──────── Provided records ────────

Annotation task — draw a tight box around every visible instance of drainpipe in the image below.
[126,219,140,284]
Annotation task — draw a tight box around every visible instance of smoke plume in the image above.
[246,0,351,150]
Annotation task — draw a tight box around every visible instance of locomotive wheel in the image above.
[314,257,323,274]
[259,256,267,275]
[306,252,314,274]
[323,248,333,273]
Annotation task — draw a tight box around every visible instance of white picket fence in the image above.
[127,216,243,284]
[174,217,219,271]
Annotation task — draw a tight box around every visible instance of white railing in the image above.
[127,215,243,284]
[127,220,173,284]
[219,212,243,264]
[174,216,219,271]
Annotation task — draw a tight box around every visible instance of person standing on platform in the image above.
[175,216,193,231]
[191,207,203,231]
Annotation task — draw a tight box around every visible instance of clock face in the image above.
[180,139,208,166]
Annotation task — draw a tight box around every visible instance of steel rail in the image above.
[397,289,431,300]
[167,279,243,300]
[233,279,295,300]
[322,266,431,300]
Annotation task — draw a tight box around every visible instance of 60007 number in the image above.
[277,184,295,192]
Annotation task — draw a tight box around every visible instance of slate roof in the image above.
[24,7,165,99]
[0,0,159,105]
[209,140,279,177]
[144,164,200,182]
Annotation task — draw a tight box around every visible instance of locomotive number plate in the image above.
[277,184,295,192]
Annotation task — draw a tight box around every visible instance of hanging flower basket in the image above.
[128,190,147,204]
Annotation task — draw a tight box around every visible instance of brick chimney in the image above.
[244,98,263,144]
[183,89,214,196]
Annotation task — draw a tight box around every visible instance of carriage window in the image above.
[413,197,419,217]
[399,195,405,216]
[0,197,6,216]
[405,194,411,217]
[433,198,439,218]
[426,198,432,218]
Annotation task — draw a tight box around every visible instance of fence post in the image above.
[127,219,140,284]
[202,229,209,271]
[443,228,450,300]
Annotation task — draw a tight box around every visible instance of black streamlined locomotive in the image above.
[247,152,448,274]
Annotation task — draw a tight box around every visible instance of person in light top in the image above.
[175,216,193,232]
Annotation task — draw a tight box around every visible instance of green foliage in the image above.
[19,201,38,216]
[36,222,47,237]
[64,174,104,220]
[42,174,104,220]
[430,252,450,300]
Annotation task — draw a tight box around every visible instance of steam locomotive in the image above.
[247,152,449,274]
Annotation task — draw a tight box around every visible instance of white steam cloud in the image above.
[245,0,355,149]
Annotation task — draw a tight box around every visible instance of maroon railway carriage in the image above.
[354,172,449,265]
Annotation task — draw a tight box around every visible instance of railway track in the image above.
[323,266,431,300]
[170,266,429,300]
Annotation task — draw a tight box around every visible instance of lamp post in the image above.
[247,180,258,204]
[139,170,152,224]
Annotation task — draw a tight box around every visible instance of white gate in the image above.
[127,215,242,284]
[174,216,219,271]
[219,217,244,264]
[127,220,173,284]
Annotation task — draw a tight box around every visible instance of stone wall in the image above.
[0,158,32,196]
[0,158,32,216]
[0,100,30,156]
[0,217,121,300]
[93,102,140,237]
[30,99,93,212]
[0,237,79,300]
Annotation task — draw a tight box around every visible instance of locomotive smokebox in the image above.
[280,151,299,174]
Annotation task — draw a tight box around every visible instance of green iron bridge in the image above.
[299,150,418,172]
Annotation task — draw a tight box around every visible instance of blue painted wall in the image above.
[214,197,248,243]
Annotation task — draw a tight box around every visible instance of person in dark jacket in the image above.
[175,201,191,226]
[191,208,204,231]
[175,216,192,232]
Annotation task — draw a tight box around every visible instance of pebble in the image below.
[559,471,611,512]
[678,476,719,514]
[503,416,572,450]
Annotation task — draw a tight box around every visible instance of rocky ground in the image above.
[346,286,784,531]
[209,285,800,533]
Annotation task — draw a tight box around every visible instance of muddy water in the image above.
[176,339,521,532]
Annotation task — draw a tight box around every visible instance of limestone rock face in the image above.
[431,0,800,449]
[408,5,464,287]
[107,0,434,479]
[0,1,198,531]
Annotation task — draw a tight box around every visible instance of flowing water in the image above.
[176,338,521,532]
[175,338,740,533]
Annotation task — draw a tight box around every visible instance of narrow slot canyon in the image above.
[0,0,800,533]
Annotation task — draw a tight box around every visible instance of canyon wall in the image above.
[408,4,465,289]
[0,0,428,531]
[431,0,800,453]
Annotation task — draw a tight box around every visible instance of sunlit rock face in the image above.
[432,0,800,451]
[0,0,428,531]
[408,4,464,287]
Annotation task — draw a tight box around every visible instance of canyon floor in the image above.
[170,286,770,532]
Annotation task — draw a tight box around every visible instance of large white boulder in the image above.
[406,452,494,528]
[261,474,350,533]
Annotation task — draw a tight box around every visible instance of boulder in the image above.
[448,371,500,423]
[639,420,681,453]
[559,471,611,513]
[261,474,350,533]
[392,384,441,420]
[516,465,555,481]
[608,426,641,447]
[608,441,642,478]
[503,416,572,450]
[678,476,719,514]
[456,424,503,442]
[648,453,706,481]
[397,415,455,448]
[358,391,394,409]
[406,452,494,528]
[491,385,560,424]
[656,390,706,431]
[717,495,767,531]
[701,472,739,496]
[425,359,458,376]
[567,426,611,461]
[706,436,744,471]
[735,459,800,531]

────────

* Exercise aim
Rewrite all the lines above as a two-column CSV with the headers "instruction" and "boxes", one row per request. Put each request's text and its full answer in a single quoted field each, with line breaks replaced by spaces.

* Solution
instruction,boxes
"Annotation task — draw a tight box around every visible instance of drainpipe in the image below.","[126,219,140,284]"
"Annotation task — draw a tight box around every visible instance of smoke plume in the image above.","[246,0,351,150]"
"Annotation task — draw a tight box around every visible instance of locomotive wheel in the image above.","[314,257,323,274] [259,256,267,275] [306,252,314,274] [323,248,333,273]"
"Annotation task — draw a tight box around every visible instance of white picket fence in the image above.","[127,216,243,284] [174,217,219,271]"
"Annotation task — draw a tight box around every visible instance of white railing in the image above.","[127,215,243,284] [127,220,173,284] [219,212,243,264] [174,216,219,271]"
"Annotation task — draw a tight box around every visible instance of person standing on platform in the image above.","[175,216,193,231] [191,207,203,231]"
"Annotation task — draw a tight box around every visible instance of clock face in the image above.","[180,139,208,166]"
"Annotation task — draw a tight box around every visible instance of steel rail in the image above.","[397,289,431,300] [167,279,243,300] [233,279,295,300] [322,266,431,300]"
"Annotation task — draw a tight box around every visible instance of 60007 number in the image above.","[277,184,295,192]"
"Annotation task — draw a tight box around every visible instance of slate roof in the image above.","[24,7,165,99] [0,0,159,105] [209,140,279,177] [144,164,200,182]"
"Annotation task — draw a tight box around every visible instance of locomotive number plate in the image above.","[277,184,295,192]"
"Annotation task — draw a tight box around every visible instance of hanging flower basket in the image above.","[128,190,147,204]"
"Annotation task — draw a tight box around every visible instance of brick chimney in the image above.","[244,98,263,144] [183,89,214,196]"
"Annotation task — draw a tight box around every visible instance of carriage window in the image above.","[413,197,419,217] [399,195,405,216] [0,197,6,216] [405,194,411,217] [433,198,439,218] [426,198,432,218]"
"Annotation task — draw a tight box around every visible instance of fence post in the image above.","[127,219,140,284] [202,229,209,271] [443,228,450,300]"
"Annotation task — draw a tight box around every visible instance of black streamlined locomotive in the image above.","[247,152,448,274]"
"Annotation task — draw a tight box around every visible instance of person in light top in the image above.","[175,216,193,232]"
"Annotation task — draw a tight box around every visible instance of green foliage in the image above.","[19,201,38,216] [36,222,47,237] [64,174,104,220] [42,174,104,220] [430,252,450,300]"
"Annotation task — draw a tight box around every visible instance of steam locomotive in the image above.","[247,152,449,274]"
"Annotation task — draw a tight box around every visible instance of white steam cloud in the image above.","[245,0,355,149]"
"Annotation task — draw a tight box around every visible instance of maroon railway carriage in the image above.","[354,172,449,265]"
"Annotation task — draw a tight box around every visible instance of railway track in the image above.","[323,266,431,300] [170,266,429,300]"
"Annotation task — draw a tight box around every visible instance of lamp post in the image above.","[247,180,258,204] [139,170,152,224]"
"Annotation task — draw a tight box around every visible instance of white gate in the image above.","[127,215,242,284] [174,216,219,271] [219,217,244,264] [127,220,173,284]"
"Annotation task — draw a tight box around every visible instance of stone wall in the image above.","[0,158,32,196] [0,158,32,216] [0,100,30,156] [0,217,121,300] [93,102,140,237] [30,99,93,212] [0,237,79,300]"
"Annotation task — draw a tight box around every visible instance of locomotive smokebox in the image above.","[280,151,299,174]"
"Annotation task — draw a tight box around every visible instance of green iron bridge in the image above.","[299,150,418,172]"
"Annotation task — draw a tight box around every visible instance of blue painted wall in the image above.","[214,197,248,243]"
"Annotation task — draw a tight box around every visible instance of person in dark jacket in the image above.","[175,201,191,226] [191,208,204,231] [175,216,192,232]"
"Annotation task — draw a tight box around every visible instance of pebble in the image below.","[559,471,611,512] [678,476,719,514] [503,416,572,450]"
"Annotation task — draw a tight box around every visible instance of rocky ground in the image above.","[346,286,784,531] [209,285,800,533]"
"Annotation task — draw a tight box around every visible instance of muddy water in the image above.","[176,339,521,532]"
"Annotation task — draw a tight box around every visible instance of limestone rock face in the image above.","[431,0,800,449] [408,5,464,287] [107,0,434,479] [0,1,198,531]"
"Annotation task — draw a tight box around every visible instance of flowing water in the image above.","[176,338,521,532] [175,338,740,533]"
"Annotation task — draw a tight box around every visible instance of narrow slot canyon in the image above.","[0,0,800,533]"
"Annotation task — draw a tight box around every visible instance of canyon wall in the image above.","[408,4,465,289] [0,0,428,531] [431,0,800,453]"
"Annotation task — draw a tight box around every visible instance of sunlit rock face in the image above.","[432,0,800,451] [0,0,428,531] [408,4,464,287]"
"Annotation task — draw a tight box around every visible instance of canyon floor in the image above.","[170,286,770,532]"
"Annotation task — draw a tight box around every visible instance of large white boulder in the image above.","[406,452,494,528] [261,474,350,533]"
"Annotation task — draw a tight box around every visible instance of boulder in the image above.","[448,371,500,423] [639,420,681,453] [559,471,611,513] [261,474,350,533] [392,384,441,420] [516,465,555,481] [608,426,641,447] [608,441,642,478] [503,416,572,450] [678,476,719,514] [456,424,503,442] [648,453,706,481] [397,415,455,448] [358,391,394,409] [406,452,494,528] [491,385,560,424] [656,390,706,431] [717,495,767,531] [701,472,739,496] [425,359,458,376] [567,426,611,461] [706,436,744,471] [735,459,800,531]"